Start
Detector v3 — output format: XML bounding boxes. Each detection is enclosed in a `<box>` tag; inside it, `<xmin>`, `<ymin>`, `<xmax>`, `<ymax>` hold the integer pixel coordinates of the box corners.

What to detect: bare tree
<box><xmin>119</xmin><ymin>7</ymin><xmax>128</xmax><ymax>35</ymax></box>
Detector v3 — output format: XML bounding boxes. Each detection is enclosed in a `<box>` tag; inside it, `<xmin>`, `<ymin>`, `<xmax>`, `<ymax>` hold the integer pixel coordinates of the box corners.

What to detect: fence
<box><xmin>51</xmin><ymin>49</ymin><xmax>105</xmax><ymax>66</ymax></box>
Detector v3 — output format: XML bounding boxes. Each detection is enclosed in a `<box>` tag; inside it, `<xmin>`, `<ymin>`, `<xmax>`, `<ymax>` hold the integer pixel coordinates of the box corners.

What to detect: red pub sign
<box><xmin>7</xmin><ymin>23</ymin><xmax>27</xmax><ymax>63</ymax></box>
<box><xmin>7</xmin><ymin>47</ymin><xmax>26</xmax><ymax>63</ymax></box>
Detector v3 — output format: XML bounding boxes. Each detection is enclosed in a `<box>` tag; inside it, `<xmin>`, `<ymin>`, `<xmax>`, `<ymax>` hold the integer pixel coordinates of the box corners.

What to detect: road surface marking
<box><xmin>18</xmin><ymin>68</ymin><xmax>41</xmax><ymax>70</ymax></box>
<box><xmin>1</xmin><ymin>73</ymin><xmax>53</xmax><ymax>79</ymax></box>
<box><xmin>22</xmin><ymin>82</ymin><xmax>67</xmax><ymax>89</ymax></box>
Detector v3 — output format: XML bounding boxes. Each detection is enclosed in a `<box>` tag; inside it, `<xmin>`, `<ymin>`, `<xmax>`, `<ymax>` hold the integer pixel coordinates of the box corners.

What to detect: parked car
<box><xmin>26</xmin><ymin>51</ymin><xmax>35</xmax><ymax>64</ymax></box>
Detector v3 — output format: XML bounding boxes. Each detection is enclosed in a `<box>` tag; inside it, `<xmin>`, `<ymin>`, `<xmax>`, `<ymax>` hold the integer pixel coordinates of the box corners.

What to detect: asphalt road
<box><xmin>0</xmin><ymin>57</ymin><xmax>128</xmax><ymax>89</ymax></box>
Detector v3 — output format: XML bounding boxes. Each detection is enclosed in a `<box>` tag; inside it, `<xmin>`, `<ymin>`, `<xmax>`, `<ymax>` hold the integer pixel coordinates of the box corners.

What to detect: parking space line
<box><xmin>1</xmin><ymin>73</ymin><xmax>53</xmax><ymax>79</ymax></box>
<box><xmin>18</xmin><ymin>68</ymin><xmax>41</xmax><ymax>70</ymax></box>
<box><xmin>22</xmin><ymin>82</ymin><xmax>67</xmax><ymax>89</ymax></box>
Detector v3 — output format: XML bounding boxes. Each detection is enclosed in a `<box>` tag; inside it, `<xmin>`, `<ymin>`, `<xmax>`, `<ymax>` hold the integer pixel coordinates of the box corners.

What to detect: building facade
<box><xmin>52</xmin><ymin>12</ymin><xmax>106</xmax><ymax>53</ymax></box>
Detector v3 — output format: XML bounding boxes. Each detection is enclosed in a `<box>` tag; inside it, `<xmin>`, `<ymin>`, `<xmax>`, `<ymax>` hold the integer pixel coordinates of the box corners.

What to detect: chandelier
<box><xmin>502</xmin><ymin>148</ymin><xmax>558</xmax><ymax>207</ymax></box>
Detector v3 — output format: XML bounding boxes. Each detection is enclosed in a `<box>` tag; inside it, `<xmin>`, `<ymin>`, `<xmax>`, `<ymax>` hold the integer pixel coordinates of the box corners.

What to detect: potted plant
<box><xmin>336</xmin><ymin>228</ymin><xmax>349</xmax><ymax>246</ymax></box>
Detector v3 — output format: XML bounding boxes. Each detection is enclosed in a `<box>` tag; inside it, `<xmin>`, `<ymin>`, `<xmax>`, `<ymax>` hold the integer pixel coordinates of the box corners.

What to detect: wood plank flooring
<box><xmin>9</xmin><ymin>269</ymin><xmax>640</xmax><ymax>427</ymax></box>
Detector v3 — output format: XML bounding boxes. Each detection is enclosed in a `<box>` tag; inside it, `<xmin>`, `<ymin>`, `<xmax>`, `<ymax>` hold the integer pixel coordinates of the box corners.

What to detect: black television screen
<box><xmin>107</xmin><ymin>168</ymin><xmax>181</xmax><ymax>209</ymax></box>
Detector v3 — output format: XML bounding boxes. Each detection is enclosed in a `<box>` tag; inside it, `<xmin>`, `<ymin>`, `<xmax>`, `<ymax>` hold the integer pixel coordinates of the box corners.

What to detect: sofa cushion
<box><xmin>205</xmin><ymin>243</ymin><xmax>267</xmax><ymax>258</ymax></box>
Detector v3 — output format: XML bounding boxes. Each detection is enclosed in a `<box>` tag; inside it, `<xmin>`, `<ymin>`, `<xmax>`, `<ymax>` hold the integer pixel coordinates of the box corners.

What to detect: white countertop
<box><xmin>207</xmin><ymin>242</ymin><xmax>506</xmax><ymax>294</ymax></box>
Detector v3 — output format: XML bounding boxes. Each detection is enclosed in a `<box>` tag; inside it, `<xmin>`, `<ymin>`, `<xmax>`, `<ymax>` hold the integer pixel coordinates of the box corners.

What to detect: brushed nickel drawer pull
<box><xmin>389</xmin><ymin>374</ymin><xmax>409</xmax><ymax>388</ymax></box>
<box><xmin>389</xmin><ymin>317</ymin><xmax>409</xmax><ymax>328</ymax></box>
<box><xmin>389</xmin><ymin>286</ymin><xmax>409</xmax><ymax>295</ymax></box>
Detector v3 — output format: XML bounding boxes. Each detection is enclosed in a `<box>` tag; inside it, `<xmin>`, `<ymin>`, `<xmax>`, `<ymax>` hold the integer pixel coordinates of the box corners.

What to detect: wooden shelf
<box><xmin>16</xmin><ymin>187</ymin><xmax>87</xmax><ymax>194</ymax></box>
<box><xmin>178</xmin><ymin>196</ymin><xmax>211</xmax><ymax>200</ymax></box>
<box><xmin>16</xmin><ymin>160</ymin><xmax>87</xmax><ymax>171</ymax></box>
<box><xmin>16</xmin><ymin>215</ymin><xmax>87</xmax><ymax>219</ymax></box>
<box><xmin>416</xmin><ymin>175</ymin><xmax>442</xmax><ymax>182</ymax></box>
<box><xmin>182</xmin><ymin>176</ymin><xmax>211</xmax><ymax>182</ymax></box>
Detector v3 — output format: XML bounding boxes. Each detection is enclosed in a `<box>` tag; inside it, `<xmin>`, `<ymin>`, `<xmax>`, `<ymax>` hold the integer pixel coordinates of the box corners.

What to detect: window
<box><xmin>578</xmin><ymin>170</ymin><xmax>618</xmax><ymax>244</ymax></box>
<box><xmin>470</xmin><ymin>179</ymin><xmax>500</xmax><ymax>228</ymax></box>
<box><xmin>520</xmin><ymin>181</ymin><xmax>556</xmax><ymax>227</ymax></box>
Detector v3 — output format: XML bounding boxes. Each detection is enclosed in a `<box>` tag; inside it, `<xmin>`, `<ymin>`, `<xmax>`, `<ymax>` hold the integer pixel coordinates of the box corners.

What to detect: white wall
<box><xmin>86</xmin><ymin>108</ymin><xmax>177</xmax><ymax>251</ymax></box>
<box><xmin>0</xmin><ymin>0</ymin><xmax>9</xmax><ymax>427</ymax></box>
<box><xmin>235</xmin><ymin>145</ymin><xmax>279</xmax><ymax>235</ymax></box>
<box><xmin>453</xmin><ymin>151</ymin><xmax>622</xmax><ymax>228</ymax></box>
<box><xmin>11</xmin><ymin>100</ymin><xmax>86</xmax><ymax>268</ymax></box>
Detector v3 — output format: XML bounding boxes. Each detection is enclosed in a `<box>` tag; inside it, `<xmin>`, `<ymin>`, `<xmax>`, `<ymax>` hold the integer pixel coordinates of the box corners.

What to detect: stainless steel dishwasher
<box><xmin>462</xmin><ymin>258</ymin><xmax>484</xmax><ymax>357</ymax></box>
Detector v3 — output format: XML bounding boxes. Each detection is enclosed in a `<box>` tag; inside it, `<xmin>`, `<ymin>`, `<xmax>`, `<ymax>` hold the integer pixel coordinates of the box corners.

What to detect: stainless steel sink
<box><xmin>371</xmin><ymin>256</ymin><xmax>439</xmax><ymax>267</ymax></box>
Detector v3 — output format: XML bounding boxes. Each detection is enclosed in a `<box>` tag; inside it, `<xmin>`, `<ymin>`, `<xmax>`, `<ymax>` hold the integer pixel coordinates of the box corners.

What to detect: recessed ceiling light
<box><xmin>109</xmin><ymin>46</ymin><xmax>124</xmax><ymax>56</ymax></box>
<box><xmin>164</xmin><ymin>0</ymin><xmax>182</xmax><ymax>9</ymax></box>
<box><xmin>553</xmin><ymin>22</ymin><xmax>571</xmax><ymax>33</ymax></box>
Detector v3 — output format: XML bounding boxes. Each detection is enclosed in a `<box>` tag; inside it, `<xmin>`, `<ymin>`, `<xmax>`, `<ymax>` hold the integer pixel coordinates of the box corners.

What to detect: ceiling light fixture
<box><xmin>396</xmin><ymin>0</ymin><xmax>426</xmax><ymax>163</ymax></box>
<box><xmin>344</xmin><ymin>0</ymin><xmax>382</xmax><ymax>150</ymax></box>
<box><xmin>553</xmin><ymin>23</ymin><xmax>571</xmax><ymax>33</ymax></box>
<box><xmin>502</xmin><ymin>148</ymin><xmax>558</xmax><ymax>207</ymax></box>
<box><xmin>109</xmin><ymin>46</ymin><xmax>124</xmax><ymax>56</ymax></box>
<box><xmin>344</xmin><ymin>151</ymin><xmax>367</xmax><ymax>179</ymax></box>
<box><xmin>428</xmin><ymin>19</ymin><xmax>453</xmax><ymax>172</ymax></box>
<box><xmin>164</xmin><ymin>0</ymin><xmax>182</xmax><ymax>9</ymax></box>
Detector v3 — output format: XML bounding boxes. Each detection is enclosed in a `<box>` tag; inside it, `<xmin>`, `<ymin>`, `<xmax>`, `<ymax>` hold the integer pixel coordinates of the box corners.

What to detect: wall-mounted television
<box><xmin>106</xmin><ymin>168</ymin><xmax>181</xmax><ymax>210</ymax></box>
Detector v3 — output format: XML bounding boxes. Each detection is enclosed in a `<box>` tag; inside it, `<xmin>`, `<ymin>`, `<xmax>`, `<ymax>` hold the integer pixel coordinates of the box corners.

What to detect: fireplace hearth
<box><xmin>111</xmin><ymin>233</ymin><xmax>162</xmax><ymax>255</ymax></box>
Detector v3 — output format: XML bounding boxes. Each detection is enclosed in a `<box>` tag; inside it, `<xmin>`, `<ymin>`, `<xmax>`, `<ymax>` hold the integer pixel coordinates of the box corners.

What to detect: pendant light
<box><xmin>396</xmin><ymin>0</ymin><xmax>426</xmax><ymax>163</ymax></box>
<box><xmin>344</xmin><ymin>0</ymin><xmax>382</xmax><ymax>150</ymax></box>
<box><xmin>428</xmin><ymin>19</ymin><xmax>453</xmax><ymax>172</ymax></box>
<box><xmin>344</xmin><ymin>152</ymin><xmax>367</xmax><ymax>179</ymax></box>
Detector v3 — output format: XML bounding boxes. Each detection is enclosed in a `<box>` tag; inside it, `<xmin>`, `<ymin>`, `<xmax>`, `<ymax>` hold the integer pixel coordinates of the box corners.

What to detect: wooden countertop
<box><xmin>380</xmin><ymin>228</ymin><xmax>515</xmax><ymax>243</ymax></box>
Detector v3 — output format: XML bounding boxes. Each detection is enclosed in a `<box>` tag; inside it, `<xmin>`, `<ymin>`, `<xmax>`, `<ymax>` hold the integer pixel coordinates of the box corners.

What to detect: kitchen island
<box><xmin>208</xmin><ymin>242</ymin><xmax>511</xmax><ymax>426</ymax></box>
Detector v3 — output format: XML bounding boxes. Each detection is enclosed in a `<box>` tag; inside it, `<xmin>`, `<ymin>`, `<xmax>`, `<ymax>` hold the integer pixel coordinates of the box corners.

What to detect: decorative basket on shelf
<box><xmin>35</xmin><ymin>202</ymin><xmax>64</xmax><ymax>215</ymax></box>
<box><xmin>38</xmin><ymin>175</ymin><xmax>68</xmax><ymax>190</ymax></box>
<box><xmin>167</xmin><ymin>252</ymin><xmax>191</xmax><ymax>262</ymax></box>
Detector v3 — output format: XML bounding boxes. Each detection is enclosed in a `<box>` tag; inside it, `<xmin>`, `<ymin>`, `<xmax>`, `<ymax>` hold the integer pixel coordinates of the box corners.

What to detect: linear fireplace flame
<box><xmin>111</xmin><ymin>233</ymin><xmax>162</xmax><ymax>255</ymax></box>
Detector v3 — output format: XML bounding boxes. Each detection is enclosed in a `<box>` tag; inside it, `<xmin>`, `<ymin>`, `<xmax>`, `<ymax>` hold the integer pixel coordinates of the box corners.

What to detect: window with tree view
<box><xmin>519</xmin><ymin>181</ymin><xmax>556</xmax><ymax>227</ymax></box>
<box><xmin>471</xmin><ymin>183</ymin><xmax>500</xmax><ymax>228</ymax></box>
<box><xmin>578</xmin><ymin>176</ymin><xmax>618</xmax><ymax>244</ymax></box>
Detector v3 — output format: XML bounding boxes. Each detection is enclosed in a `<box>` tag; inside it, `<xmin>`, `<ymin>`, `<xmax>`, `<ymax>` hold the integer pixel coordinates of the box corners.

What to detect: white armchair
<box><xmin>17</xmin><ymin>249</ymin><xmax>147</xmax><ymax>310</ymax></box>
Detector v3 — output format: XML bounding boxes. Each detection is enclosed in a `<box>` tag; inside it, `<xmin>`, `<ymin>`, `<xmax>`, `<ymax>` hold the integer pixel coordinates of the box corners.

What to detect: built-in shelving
End
Task details: Tally the lines in the entries above that contain the string "road", treating uppercase and lowercase as different. Reply with the number alone.

Reply to the exercise: 2